#### [Problem to work on]
Echo the text about currency crack-ups and Stein's law in full, with nothing changed.
*** Text under study Section Begins ***
Currency Crack-Ups And Stein’s Law

By Justice Litle on October 23, 2009 | More Posts By Justice Litle | Author's Website

Stein’s law states that “If something cannot go on forever, it will stop.” Mother Nature could soon be enforcing Stein’s law in both the equity and currency markets.

“If something cannot go on forever, it will stop.”
- Stein’s Law

This week we’ve been digging into the inflation/deflation question - laying out causes and effects, describing the various forces at work.

One of the things that’s become clear is that there is no simple “pick one” type resolution. The answer to whether we have inflation or deflation is “both.” In the short run, we are seeing inflation on Wall Street even as the real economy (as determined by things like wages, jobs and small business prospects) runs aground.

And in the longer term - i.e. the next few months, quarters and years - we are less likely to see a clear “winner” than to witness an ongoing wrestling match.

In other words, we could see repeated handoffs in terms of inflationary/deflationary sentiment. Inflation could take the lead for a while… then the deflationary mindset could roar back… then inflation could jump up off the mat and dominate once again.

Another way to think of it is like a giant game of pong. (Remember that old Atari video game with the paddles and the round controls?) When inflation progresses to a certain point, it runs into a wall and sentiment reverses. Then deflation takes over, progresses for a while, and the same thing happens. It hits a wall and the ball bounces back the other way.

Flouting Stein’s Law

Wall Street’s fondest desire would be to inflate paper assets to the moon (and perhaps send the dollar to zero in the process). If they could get away with sending the Dow straight to 20,000, I imagine they’d be happy to do it. Paper asset inflation, in practical terms, is an effective means of wealth transfer from the unaware many to the skilled and connected few.
*** Text under study Section Ends ***
*** Given entries Section Begins ***
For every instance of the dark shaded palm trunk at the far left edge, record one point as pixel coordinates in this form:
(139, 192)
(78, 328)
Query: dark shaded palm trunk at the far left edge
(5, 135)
*** Given entries Section Ends ***
#### [Response box]
Currency Crack-Ups And Stein’s Law

By Justice Litle on October 23, 2009 | More Posts By Justice Litle | Author's Website

Stein’s law states that “If something cannot go on forever, it will stop.” Mother Nature could soon be enforcing Stein’s law in both the equity and currency markets.

“If something cannot go on forever, it will stop.”
- Stein’s Law

This week we’ve been digging into the inflation/deflation question - laying out causes and effects, describing the various forces at work.

One of the things that’s become clear is that there is no simple “pick one” type resolution. The answer to whether we have inflation or deflation is “both.” In the short run, we are seeing inflation on Wall Street even as the real economy (as determined by things like wages, jobs and small business prospects) runs aground.

And in the longer term - i.e. the next few months, quarters and years - we are less likely to see a clear “winner” than to witness an ongoing wrestling match.

In other words, we could see repeated handoffs in terms of inflationary/deflationary sentiment. Inflation could take the lead for a while… then the deflationary mindset could roar back… then inflation could jump up off the mat and dominate once again.

Another way to think of it is like a giant game of pong. (Remember that old Atari video game with the paddles and the round controls?) When inflation progresses to a certain point, it runs into a wall and sentiment reverses. Then deflation takes over, progresses for a while, and the same thing happens. It hits a wall and the ball bounces back the other way.

Flouting Stein’s Law

Wall Street’s fondest desire would be to inflate paper assets to the moon (and perhaps send the dollar to zero in the process). If they could get away with sending the Dow straight to 20,000, I imagine they’d be happy to do it. Paper asset inflation, in practical terms, is an effective means of wealth transfer from the unaware many to the skilled and connected few.